:: Supplied text ::
The application does take a while to load, but the bottleneck seems to be browser javascript performance, and mostly in Internet Explorer. In fact that might well be the biggest issue we have with GWT, and we have to resort to a few tricks to make the application perform acceptably in IE when trees and dropdown boxes get large enough.
Absolutely, I've used it on a couple of large projects. I would say that trying to distill its appeal down to the phrase "ease of use" probably loses too much nuance. The best aspect of it comes as a project matures, and especially as it changes hands from one developer to another. Having a statically-typed source language allows you to bravely refactor, especially with the help of an IDE, knowing that the compiler will catch potential breakage long before runtime.
While we're on the subject of GWT, I want to plug the best one hour presentation that you'll ever find on the subject of software architecture best practices in a large GWT project:
Yes, I use it a lot. It is perfectly possible to make close-to-native web frontends in GWT.
There are very many other benefits which depend entirely on how you work as a coder
GWT suits if you work with Java, code in Eclipse, build with ant, use servlets and web development is just the GUI aspect to you.
There are some very sophisticated widget sets like GXT which are written in GWT and compile small to a single JS file :: http://www.extjs.com/products/gxt/
Word of advise: stay away as much as possible from GXT unless if you're working on an internal enterprise app that requires no modification in the UI. At my office, we've been trying super hard to remove all GXT widgets...
I have done a lot of modification to my GXT widgets :: with a comparable amount of pain I've had with normal widget sets like Swing and SWT
There is definitely room for improvement with GXT. Event handling sucks (different handlers for different widget types WTF!!), and maybe your usecase exposes some pathologies I've been immune from. YMMV, but thanks for the tip hello_moto!
I think I remember reading somewhere that the Google Wave team gave up on supporting ie6 so this suggests that GWT doesn't eliminate all cross browser issues.
I don't use it though. I have looked at it and I don't see the point of compiling java to javascript. I like the output it produces but I don't like the workflow. I am not fond of java's verbosity and I would have preferred an approach similar to the one taken by YUI in implementing rich widgets in javascript.
The cross-browser promise of GWT will only get you something that runs in ie6. It might never give you something that performs well.
:::
:: Data supplied ::
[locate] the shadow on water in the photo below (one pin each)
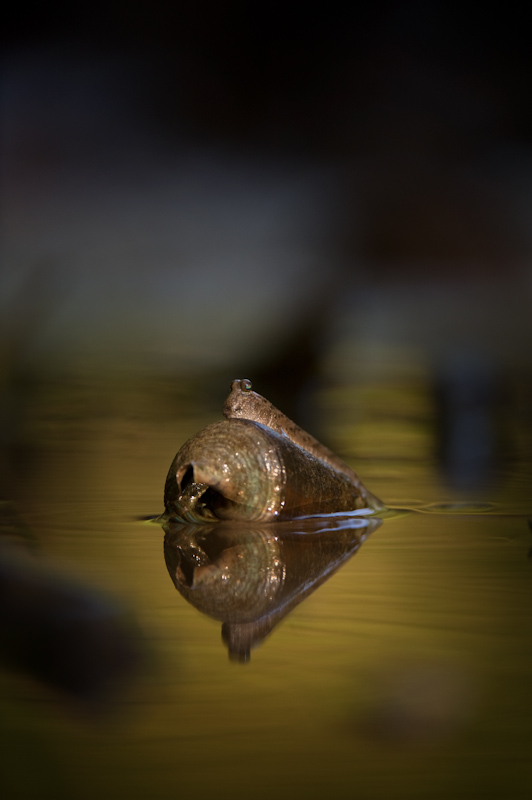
(251, 576)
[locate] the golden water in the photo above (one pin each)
(406, 675)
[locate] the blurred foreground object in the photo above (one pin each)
(259, 465)
(66, 635)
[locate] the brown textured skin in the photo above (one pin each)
(257, 474)
(244, 403)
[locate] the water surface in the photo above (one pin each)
(406, 674)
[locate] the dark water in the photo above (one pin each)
(406, 674)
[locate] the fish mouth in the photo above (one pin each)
(197, 500)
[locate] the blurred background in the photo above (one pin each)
(333, 200)
(189, 186)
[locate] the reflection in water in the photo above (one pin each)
(251, 577)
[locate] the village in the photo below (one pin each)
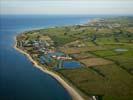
(92, 56)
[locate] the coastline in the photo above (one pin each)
(74, 94)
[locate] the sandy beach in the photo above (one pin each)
(74, 94)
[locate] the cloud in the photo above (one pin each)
(66, 7)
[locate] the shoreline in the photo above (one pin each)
(73, 93)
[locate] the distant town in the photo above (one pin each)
(95, 57)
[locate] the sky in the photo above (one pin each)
(71, 7)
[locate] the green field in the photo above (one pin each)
(99, 44)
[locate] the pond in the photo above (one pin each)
(56, 54)
(71, 64)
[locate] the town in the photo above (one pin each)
(95, 57)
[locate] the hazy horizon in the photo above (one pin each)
(66, 7)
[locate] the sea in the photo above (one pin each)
(19, 79)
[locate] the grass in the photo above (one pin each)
(116, 85)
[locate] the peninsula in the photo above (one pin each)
(92, 61)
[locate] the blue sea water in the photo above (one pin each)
(19, 79)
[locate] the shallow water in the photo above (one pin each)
(19, 79)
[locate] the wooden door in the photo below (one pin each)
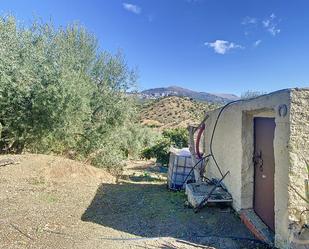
(264, 163)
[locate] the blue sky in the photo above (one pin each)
(206, 45)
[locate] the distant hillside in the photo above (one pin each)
(220, 98)
(171, 112)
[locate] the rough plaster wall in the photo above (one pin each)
(233, 148)
(299, 153)
(231, 140)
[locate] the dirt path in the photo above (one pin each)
(51, 202)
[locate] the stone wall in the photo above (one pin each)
(299, 155)
(233, 150)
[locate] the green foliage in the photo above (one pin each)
(177, 138)
(60, 93)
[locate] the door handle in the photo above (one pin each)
(257, 160)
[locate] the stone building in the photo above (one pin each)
(264, 144)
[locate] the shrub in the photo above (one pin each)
(59, 92)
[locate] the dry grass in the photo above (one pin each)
(52, 202)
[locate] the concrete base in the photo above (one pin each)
(196, 193)
(257, 226)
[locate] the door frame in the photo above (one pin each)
(247, 168)
(264, 210)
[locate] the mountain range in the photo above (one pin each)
(217, 98)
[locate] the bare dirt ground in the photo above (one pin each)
(52, 202)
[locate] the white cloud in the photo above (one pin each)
(132, 8)
(271, 25)
(221, 46)
(249, 20)
(257, 43)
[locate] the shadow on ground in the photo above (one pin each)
(150, 210)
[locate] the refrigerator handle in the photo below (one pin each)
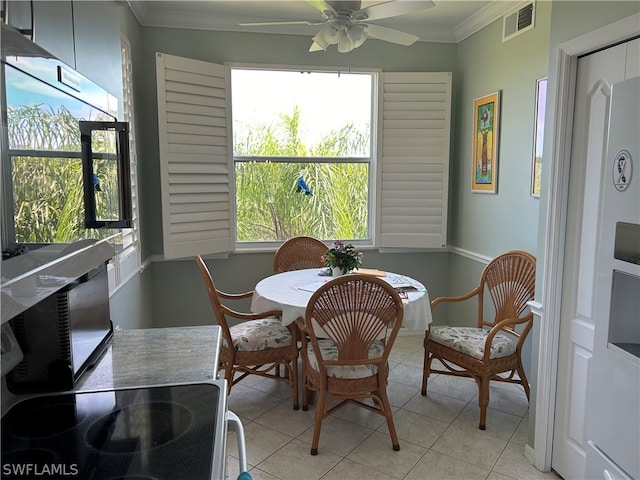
(235, 425)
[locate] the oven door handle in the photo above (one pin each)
(235, 424)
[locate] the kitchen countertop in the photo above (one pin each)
(155, 356)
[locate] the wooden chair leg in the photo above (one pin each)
(320, 405)
(523, 380)
(426, 371)
(389, 416)
(483, 401)
(293, 371)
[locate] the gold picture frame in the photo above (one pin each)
(486, 116)
(538, 136)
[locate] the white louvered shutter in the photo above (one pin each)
(414, 173)
(194, 123)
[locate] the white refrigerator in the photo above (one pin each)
(614, 394)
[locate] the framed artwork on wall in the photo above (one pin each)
(538, 135)
(486, 116)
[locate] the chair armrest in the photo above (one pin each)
(234, 296)
(459, 298)
(498, 327)
(250, 316)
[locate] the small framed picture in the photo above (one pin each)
(486, 116)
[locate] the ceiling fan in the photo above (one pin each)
(347, 25)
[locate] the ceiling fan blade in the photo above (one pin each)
(391, 35)
(392, 9)
(290, 22)
(316, 48)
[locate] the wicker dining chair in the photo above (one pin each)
(298, 253)
(347, 333)
(258, 345)
(493, 347)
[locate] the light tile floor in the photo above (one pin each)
(439, 435)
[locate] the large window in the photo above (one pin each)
(220, 194)
(303, 154)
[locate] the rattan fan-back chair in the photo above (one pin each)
(299, 253)
(258, 345)
(349, 328)
(493, 347)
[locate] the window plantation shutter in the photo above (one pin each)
(194, 119)
(414, 174)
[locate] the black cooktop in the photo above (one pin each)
(160, 432)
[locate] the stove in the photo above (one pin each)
(156, 432)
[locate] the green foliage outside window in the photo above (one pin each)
(269, 207)
(47, 192)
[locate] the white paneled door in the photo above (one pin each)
(596, 74)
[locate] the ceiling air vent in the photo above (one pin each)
(518, 21)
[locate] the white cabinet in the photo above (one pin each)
(53, 29)
(83, 34)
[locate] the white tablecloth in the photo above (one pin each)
(291, 291)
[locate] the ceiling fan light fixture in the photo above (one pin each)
(330, 34)
(318, 43)
(345, 44)
(357, 34)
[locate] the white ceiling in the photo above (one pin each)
(448, 21)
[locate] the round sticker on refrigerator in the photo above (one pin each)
(622, 170)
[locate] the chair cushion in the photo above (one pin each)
(471, 341)
(329, 351)
(255, 335)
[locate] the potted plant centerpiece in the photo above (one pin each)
(342, 258)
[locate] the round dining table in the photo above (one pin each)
(291, 292)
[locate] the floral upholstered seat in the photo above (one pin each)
(329, 351)
(263, 334)
(471, 341)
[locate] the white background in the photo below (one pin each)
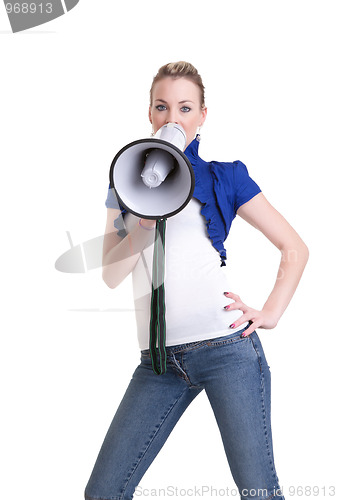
:::
### Task instructions
Write out, word for word, the passage of the GWT discussion from "I don't use" up to and including "widgets in javascript.". The listing plays no part here.

### Answer
I don't use it though. I have looked at it and I don't see the point of compiling java to javascript. I like the output it produces but I don't like the workflow. I am not fond of java's verbosity and I would have preferred an approach similar to the one taken by YUI in implementing rich widgets in javascript.